Input records
* * * * *

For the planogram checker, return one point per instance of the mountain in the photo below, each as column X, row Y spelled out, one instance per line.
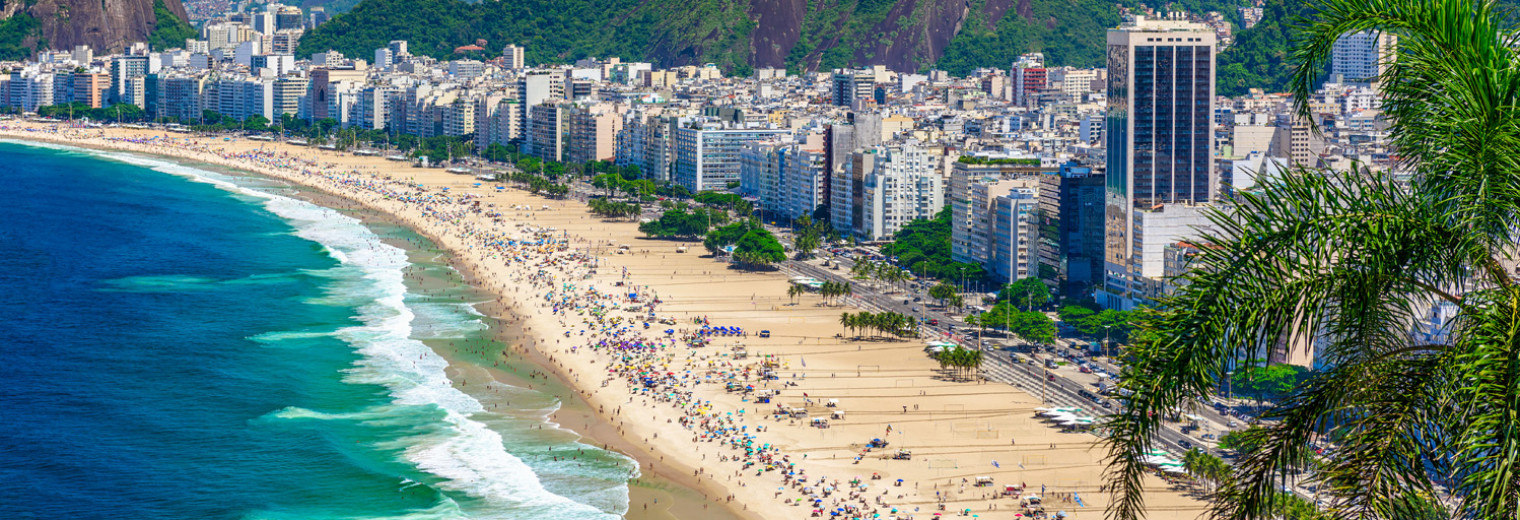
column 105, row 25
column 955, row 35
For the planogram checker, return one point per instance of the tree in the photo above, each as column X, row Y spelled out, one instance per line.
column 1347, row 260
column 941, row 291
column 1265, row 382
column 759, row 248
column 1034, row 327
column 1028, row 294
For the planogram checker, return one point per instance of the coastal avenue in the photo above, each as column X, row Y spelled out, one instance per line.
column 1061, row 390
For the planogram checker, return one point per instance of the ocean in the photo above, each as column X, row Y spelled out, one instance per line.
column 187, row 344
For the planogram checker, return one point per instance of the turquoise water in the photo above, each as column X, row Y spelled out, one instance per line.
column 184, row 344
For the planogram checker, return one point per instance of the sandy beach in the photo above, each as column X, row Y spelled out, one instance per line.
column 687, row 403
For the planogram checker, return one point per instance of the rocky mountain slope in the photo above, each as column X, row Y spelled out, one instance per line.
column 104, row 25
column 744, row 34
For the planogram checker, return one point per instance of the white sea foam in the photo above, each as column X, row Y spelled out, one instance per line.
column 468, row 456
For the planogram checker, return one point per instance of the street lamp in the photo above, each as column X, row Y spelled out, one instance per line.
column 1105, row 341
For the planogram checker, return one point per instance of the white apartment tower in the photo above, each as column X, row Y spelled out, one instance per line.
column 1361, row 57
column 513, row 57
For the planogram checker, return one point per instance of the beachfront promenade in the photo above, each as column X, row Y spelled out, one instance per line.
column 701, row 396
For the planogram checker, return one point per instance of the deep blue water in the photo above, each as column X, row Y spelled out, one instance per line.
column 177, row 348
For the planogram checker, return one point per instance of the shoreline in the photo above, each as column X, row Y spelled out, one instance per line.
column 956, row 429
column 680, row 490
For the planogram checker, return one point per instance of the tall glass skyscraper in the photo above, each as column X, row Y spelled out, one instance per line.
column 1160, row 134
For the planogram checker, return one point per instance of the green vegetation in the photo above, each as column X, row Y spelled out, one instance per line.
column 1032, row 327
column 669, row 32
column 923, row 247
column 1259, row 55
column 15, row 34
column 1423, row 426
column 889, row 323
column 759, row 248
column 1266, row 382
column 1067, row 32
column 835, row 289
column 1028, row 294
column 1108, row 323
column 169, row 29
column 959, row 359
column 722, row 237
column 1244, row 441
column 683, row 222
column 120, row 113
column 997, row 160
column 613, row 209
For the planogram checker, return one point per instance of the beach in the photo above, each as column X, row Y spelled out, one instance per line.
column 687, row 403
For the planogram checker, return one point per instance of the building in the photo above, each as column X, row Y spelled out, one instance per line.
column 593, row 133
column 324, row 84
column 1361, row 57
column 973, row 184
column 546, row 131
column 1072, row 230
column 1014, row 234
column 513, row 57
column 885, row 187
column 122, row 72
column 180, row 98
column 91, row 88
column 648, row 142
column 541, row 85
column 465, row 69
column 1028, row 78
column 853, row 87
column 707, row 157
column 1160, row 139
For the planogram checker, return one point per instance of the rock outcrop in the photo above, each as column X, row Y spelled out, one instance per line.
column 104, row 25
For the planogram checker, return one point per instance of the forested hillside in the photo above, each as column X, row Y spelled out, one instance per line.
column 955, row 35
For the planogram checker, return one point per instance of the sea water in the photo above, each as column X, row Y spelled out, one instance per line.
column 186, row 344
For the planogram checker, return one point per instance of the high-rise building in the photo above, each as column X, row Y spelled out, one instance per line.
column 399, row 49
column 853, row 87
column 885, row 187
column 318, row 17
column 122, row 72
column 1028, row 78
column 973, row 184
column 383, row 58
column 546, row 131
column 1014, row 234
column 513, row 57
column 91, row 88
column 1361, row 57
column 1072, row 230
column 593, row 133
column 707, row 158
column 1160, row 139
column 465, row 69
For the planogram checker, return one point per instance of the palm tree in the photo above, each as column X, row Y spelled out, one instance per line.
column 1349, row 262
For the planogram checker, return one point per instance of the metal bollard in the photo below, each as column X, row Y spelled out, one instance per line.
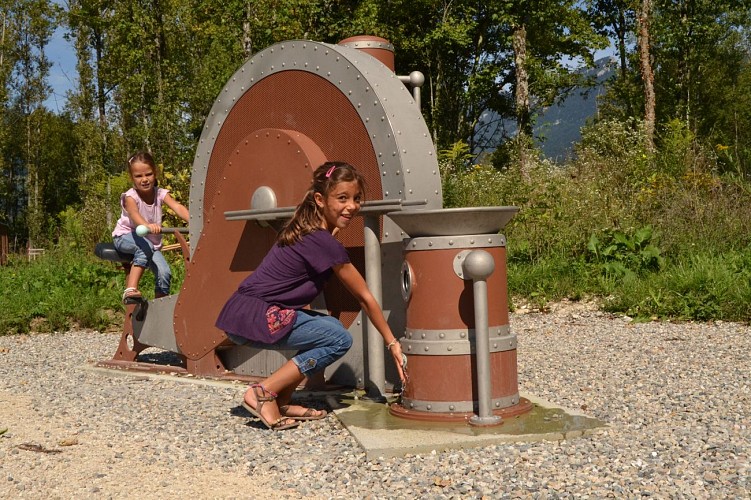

* * * * *

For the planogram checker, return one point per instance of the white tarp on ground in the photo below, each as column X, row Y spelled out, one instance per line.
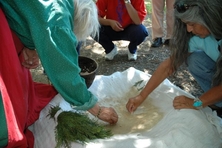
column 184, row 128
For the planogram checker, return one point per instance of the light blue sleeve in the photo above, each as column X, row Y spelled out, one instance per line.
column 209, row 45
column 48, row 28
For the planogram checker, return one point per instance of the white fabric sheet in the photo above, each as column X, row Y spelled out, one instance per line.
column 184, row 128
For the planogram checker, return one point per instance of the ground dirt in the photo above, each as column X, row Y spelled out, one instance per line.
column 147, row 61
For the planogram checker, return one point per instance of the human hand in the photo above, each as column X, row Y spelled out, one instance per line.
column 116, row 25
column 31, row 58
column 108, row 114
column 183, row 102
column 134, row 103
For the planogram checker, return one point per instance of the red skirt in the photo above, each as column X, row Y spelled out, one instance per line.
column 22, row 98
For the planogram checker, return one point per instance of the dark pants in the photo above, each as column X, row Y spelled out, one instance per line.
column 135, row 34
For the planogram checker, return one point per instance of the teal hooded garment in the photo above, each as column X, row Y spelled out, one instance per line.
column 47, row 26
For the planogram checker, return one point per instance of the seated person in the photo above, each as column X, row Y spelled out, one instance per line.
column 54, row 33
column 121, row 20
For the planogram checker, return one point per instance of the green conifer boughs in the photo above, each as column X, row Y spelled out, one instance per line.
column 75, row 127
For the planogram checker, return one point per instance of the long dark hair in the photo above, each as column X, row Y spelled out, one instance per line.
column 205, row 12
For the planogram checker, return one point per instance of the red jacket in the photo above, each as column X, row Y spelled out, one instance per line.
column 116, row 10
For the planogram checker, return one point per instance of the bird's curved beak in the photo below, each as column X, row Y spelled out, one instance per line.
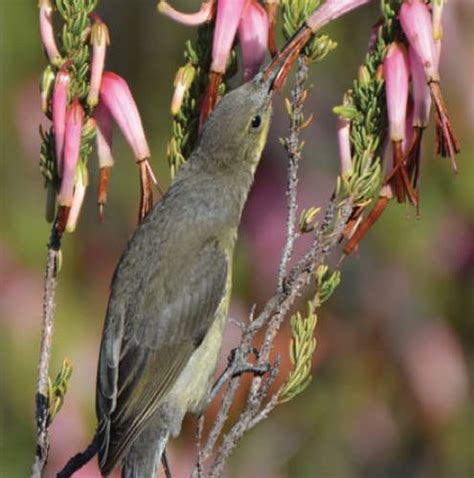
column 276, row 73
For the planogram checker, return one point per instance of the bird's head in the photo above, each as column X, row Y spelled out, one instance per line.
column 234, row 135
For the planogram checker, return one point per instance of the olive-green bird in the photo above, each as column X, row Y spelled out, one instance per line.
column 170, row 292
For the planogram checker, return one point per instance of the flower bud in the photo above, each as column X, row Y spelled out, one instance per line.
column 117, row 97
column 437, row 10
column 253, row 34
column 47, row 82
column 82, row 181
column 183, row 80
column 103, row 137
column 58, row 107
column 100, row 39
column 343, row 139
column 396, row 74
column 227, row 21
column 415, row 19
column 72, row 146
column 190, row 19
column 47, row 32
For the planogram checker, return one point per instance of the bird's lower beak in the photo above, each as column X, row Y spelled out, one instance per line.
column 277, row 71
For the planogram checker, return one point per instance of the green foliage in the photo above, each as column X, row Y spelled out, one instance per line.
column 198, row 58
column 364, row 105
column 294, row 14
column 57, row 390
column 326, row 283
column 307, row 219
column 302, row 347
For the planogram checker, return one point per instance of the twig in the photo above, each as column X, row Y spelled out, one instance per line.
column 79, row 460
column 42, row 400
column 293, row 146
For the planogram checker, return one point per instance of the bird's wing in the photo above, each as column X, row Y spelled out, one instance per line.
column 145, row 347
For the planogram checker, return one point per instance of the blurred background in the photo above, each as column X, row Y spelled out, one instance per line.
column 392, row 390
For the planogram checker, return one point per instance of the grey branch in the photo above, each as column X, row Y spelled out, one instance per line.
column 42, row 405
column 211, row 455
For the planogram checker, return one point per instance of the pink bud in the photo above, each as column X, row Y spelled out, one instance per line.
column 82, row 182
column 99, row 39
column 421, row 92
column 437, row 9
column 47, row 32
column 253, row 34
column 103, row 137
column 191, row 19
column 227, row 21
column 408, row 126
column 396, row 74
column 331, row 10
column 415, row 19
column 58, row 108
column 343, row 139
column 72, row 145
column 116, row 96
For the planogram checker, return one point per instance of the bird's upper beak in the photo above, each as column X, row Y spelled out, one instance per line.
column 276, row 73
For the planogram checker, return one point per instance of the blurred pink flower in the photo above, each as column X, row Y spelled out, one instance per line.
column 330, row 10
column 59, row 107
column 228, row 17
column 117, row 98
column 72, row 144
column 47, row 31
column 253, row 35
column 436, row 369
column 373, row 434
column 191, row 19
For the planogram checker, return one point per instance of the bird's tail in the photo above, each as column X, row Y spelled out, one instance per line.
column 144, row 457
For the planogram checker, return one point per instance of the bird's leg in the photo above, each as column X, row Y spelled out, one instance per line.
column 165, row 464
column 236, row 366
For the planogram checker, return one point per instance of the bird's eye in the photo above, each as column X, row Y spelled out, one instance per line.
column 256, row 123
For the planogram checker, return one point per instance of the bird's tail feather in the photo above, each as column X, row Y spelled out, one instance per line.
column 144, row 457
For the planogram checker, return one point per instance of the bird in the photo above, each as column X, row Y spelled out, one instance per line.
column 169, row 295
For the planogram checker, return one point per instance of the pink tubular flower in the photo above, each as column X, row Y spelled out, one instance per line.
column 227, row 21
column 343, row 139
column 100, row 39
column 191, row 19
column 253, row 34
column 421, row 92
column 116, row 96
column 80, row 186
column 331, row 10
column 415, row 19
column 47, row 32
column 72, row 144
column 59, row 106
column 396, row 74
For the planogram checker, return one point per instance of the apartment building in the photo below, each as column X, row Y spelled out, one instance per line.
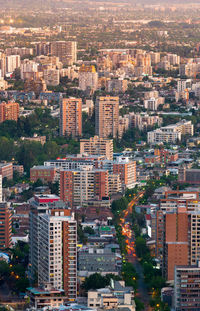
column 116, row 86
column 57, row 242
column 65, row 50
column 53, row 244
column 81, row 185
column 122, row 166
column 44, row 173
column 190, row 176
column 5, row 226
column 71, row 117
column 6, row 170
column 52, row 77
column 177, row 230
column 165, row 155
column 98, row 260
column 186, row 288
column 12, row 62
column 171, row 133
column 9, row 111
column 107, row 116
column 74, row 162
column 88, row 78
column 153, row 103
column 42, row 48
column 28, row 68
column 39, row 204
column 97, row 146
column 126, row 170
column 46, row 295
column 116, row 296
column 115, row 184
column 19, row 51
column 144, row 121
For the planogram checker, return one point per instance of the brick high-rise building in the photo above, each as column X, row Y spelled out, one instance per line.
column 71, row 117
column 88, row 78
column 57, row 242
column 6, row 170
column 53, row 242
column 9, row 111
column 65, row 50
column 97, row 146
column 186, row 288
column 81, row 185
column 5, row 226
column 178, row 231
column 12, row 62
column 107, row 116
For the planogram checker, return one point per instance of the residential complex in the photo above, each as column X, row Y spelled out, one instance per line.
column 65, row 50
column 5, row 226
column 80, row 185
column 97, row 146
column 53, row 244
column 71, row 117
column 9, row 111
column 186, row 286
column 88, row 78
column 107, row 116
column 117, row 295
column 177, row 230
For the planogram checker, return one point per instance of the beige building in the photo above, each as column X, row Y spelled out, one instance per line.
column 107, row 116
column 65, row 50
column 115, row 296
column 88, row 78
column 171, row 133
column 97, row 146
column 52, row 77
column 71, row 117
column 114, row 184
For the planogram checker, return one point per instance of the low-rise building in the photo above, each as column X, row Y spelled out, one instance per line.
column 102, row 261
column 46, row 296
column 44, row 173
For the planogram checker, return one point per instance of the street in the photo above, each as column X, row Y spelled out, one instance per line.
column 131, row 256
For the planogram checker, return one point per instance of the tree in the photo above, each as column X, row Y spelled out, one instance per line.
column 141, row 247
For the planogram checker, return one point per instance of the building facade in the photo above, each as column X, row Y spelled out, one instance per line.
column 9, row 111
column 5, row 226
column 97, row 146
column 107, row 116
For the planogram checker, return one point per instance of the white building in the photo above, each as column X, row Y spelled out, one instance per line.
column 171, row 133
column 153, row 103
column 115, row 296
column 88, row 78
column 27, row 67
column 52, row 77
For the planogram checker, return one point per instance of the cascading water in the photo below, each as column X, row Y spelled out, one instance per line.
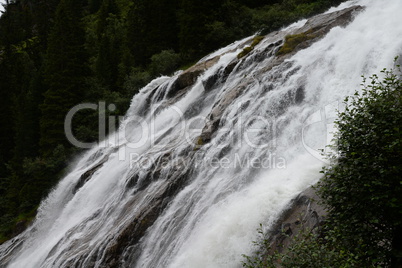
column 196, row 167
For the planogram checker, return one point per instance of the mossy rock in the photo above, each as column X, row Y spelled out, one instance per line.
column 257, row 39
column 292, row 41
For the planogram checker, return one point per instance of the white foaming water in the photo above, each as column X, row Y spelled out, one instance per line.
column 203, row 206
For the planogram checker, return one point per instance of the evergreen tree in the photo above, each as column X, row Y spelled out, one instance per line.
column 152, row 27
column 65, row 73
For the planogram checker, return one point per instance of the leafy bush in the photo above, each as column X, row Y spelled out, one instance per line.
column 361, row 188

* * * * *

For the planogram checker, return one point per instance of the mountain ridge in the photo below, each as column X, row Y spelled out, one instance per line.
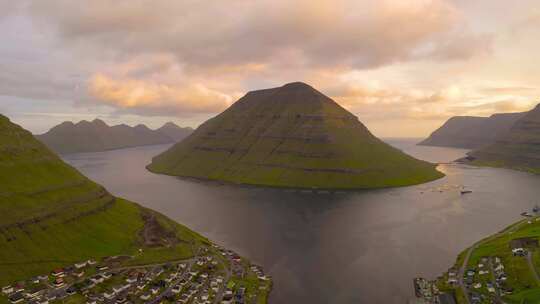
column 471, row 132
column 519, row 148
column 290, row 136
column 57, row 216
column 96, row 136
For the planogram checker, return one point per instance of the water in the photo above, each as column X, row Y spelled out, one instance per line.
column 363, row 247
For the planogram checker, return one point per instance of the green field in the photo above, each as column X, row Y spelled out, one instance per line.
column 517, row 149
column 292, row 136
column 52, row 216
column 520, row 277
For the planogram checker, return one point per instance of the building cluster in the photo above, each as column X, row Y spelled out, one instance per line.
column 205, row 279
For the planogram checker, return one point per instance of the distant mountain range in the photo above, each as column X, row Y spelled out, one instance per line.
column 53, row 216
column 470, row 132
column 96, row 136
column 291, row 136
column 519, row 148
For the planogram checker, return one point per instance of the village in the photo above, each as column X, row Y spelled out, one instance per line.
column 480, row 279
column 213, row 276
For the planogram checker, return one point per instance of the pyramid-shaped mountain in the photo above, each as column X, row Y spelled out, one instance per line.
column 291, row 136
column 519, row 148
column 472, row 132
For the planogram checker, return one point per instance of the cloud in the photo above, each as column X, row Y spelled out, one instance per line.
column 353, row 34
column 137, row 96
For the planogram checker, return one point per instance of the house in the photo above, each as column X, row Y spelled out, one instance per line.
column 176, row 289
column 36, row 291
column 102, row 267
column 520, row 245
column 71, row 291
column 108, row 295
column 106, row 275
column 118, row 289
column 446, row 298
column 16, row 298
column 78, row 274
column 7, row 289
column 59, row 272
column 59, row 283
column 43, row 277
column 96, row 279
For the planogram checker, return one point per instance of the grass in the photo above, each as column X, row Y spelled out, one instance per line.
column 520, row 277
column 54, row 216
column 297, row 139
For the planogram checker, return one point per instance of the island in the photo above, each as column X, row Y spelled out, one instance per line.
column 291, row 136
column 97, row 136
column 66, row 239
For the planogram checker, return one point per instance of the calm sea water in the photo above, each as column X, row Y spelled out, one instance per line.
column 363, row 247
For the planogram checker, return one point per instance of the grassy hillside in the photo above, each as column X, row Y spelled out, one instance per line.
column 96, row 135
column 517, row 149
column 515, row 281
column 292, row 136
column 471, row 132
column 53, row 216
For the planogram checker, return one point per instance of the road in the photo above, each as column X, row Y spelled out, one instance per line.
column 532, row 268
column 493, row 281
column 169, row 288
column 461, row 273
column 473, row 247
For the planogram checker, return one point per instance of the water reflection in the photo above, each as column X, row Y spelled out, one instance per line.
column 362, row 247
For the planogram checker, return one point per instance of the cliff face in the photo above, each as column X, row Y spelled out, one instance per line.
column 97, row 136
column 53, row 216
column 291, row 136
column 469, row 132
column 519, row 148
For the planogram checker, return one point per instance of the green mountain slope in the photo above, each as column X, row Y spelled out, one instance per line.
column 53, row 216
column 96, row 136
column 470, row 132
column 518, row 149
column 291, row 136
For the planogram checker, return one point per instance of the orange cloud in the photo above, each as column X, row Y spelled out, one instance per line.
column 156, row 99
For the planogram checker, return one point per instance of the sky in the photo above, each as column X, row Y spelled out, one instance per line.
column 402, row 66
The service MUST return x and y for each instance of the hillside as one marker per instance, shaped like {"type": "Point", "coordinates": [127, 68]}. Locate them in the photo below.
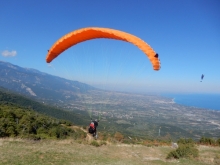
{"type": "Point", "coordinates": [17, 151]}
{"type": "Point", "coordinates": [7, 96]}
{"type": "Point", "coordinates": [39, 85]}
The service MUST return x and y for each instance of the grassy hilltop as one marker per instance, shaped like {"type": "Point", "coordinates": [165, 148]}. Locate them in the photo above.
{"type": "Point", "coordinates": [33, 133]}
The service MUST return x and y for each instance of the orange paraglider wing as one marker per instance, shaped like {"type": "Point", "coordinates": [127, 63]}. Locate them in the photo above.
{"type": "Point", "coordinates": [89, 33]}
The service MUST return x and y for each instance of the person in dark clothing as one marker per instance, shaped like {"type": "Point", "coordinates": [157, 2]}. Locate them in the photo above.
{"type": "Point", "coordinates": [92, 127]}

* * * * *

What is expected
Please, from the material above, copy only the lines from the line with "the building in" up to and including the line with "of the metal", exactly as written.

Output for this exercise
For the planogram checker, return one point per instance of the building in the photo above, each as column X, row Y spelled out, one instance per line.
column 593, row 133
column 324, row 84
column 1361, row 57
column 973, row 184
column 546, row 131
column 1072, row 230
column 1014, row 234
column 513, row 57
column 885, row 187
column 122, row 72
column 180, row 98
column 91, row 88
column 648, row 142
column 541, row 85
column 465, row 69
column 1028, row 78
column 853, row 87
column 707, row 157
column 1160, row 139
For the planogram checker, return one point per instance of the rock outcrop in the photo above, each as column X, row Y spelled out, one instance per line.
column 104, row 25
For the planogram checker, return one point per instance of the forested hillside in the photo above, each as column X, row Y spelled out, one instance per line.
column 955, row 35
For the planogram checker, return one point per instance of the sea water in the photo above, each as column X, row Y spelled out, one instance per line.
column 186, row 344
For the planogram checker, return one point per instance of the high-rise building in the photo above, each as column X, row Y spelled out, one instance per line.
column 399, row 49
column 853, row 87
column 885, row 187
column 318, row 17
column 122, row 72
column 1028, row 78
column 973, row 184
column 383, row 58
column 546, row 131
column 1014, row 234
column 513, row 57
column 91, row 88
column 1361, row 57
column 1072, row 230
column 593, row 133
column 707, row 158
column 1160, row 139
column 465, row 69
For the planogram checker, return one point per instance of the palm tree in the photo above, each as column X, row Y spelled out, one instance per line.
column 1349, row 262
For the planogram checker, return one point per instance of the metal bollard in the photo below, each as column X, row Y spelled out, one instance per line.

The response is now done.